| TO DO |
Starting at the line of the listing below that contains "If you could pin the black music" and stopping after the line that contains "If you could pin the microphone", write out those lines again with the requests included, shifting every coordinate value in the answers by -58.

| INFORMATION PROVIDED |
--------------------------------

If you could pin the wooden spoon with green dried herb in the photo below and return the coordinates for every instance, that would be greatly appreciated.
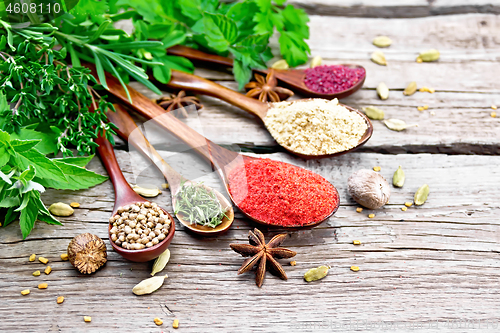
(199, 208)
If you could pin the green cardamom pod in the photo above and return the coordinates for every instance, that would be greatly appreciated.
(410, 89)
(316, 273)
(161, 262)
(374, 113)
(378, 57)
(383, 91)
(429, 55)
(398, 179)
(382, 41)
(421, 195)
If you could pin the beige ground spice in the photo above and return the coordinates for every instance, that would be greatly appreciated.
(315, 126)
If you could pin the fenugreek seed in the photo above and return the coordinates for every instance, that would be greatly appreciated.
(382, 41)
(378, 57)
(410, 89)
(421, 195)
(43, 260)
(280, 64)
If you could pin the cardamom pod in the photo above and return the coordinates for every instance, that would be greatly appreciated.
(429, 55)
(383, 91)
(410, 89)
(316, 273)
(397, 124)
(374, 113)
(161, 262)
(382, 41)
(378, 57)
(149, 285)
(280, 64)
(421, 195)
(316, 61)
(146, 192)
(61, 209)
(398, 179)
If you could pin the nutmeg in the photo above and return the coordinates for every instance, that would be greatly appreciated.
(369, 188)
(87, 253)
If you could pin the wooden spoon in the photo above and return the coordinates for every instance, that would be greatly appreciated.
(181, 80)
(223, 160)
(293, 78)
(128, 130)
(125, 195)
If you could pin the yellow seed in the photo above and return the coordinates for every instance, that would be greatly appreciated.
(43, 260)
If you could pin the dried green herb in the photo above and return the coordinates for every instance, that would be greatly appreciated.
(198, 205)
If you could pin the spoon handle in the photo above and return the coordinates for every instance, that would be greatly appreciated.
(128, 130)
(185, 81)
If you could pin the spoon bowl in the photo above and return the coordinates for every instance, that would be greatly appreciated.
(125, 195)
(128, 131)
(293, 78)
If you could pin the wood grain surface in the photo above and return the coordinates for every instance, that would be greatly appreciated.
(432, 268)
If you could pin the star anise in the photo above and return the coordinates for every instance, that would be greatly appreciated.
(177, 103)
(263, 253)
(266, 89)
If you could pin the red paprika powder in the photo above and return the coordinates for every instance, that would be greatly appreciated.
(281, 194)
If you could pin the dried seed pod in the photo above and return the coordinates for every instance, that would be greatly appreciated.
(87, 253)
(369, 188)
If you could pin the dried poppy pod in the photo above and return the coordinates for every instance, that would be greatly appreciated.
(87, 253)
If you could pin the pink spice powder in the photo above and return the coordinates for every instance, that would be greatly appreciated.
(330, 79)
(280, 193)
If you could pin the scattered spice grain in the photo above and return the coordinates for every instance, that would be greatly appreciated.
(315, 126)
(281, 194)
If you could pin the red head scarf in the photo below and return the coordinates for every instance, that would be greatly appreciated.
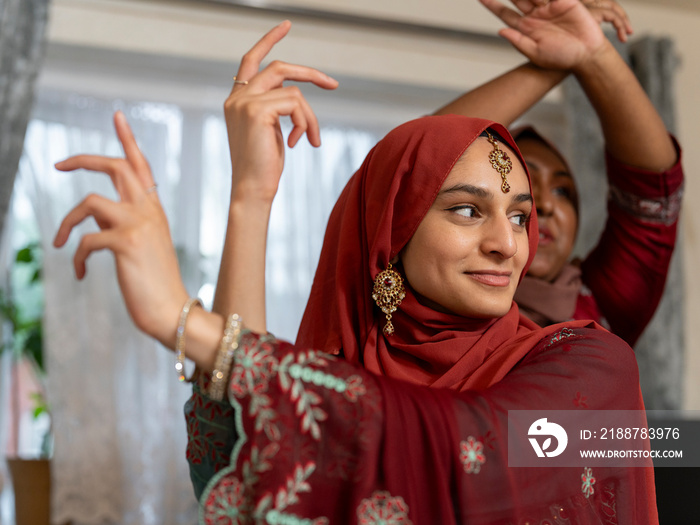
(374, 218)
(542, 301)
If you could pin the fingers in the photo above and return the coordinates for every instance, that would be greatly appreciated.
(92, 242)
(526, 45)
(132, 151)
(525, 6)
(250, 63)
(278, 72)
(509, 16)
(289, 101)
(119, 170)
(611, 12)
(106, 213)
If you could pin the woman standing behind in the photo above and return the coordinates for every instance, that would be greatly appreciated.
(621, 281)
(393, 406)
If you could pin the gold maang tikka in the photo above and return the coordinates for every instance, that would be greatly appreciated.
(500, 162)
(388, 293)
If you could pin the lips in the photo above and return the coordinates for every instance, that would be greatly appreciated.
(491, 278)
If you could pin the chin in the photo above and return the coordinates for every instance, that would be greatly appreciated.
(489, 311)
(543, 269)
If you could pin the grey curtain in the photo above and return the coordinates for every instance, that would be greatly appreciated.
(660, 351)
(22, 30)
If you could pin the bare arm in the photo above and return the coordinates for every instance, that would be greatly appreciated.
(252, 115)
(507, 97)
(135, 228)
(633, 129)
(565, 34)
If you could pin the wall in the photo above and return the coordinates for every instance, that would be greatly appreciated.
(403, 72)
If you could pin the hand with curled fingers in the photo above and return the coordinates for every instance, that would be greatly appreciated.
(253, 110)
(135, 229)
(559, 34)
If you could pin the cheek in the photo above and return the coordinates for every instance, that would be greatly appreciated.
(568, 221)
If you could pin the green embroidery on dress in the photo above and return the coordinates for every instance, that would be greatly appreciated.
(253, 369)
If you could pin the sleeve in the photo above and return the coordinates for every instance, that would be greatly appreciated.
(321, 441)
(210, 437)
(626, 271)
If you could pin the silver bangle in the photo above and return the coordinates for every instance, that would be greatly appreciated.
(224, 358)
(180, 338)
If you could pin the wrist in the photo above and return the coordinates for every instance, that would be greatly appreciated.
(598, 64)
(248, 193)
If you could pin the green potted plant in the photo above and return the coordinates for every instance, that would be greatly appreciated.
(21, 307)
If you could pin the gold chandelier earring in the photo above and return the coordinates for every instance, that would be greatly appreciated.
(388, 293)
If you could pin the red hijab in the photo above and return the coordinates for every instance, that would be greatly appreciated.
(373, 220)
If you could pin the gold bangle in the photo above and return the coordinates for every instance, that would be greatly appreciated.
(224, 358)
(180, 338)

--------------------------------

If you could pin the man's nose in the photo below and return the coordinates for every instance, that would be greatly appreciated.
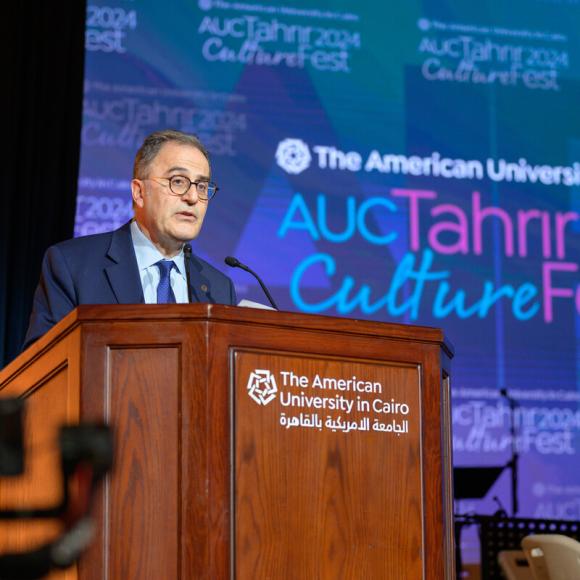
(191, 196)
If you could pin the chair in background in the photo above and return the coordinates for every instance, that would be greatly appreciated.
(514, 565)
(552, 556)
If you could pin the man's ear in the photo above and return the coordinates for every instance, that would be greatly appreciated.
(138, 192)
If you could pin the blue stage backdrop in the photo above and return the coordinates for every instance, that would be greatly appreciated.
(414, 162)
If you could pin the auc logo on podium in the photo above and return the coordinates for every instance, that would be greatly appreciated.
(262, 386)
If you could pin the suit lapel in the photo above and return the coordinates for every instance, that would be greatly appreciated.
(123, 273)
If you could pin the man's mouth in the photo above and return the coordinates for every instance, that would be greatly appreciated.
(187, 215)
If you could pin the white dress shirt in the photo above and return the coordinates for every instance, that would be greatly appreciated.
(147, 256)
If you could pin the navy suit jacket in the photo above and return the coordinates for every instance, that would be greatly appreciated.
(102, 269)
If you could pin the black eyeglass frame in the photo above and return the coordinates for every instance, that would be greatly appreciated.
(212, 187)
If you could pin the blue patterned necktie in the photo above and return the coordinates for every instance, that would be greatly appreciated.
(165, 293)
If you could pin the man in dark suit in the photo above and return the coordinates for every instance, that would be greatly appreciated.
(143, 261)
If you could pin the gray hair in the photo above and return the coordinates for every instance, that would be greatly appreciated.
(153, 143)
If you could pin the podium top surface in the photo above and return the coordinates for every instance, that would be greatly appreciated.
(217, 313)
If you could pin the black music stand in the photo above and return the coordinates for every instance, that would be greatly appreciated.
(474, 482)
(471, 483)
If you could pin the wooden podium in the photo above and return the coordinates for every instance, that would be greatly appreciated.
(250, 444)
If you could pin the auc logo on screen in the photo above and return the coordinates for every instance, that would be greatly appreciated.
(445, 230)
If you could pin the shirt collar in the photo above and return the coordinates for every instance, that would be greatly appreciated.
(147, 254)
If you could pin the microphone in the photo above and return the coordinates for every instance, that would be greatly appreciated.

--------------------------------

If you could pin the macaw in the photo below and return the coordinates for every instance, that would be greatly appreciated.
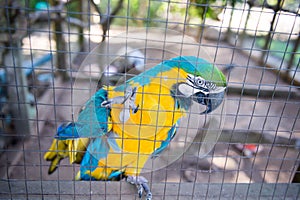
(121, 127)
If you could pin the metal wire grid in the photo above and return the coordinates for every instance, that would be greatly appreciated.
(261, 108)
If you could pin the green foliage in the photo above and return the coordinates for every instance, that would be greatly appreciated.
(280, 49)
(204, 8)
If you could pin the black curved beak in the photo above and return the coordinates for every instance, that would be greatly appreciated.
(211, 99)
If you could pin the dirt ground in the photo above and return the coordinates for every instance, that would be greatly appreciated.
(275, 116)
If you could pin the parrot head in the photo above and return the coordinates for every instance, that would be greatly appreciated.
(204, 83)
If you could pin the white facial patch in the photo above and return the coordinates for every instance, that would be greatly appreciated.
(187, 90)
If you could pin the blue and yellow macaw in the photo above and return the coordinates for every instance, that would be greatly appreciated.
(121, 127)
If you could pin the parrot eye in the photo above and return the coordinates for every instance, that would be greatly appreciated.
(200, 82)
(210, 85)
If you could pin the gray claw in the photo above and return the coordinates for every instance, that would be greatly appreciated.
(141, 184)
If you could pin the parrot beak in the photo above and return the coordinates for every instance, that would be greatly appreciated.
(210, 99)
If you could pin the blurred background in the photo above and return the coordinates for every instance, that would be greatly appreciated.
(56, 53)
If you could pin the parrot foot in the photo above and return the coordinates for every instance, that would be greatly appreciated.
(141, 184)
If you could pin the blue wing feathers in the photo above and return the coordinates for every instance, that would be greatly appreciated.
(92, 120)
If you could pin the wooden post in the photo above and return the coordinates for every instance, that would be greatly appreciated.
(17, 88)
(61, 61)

--------------------------------

| WORKED SOLUTION |
If you could pin the black music stand in the photo above and return the coordinates for every instance, that would be greatly appreciated.
(416, 424)
(413, 425)
If you could pin the wooden podium in the photo above and return the coordinates for every instance, that would be greatly appreciated.
(192, 386)
If you could pin the auc logo on screen in the photo above and return the coordinates for every instance, that would be greatly appreciated.
(387, 172)
If you could pin the shirt collar in the photo above and return the coordinates for every instance, that would be greatly appreciated.
(89, 196)
If you could pin the microphone in the photo above and return the coordinates for every instance, that would be greatly appreciated.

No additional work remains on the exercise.